- **TASK LIST**:
[1] Give a two-sentence summary of the forum thread.
[2] Reproduce the forum thread's text starting with "## Ronni (Nov" and going on through "oldest is 45!".

- **TEXT SHOWN**:
* START *
# Feeling Old!!!



## Ken N Tx (Nov 23, 2018)

My son turned 53 today!!!!


----------



## Aunt Bea (Nov 23, 2018)

A couple of handsome guys!

Now tell us about the _Jerry beads_!


----------



## Ken N Tx (Nov 23, 2018)

Aunt Bea said:


> Now tell us about the _Jerry beads_!


I believe it was a New Year's celebration...(?????)


----------



## hollydolly (Nov 23, 2018)

Oh wow ! ...have him scrubbed and brought to my tent!!! :wow: He looks like a film star!!


Oooops did I just say that out loud!!...sorry  .... yes gets his looks from his mama and papa.. for sure...

Don't feel old Ken, I'm sure you musta been  child parents....


----------



## Ken N Tx (Nov 23, 2018)

hollydolly said:


> :wow:
> 
> Don't feel old Ken, I'm sure you musta been  child parents....


We where 21 in 1965..OMG!!!! It seems like yesterday!!!


----------



## hollydolly (Nov 23, 2018)

awww, I'm sure it does. My daughter is 10 years younger than your son... and that makes me feel old too.... I was the same age as you..


----------



## Pappy (Nov 23, 2018)

Great photo Ken. Texas has been good to you.


----------



## Ronni (Nov 23, 2018)

hollydolly said:


> awww, I'm sure it does. My daughter is 10 years younger than your son... and that makes me feel old too.... I was the same age as you..


 
<raises hand>  Same here close enough...my oldest is 45!  

He's a handsome man Ken.  You and your wife must be very proud!
* END *
(Dataset records)
* START *
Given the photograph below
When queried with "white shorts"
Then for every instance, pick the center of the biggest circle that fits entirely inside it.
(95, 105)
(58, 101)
* END *
- **THE SOLUTIONS**:
[1] In a forum thread titled "Feeling Old!!!", Ken N Tx posts that his son turned 53, and other members call the son handsome. Ken adds that they were 21 in 1965, hollydolly says her daughter is 10 years younger than his son, and Ronni says her oldest is 45.

[2]
## Ronni (Nov 23, 2018)

hollydolly said:


> awww, I'm sure it does. My daughter is 10 years younger than your son... and that makes me feel old too.... I was the same age as you..


 
<raises hand>  Same here close enough...my oldest is 45!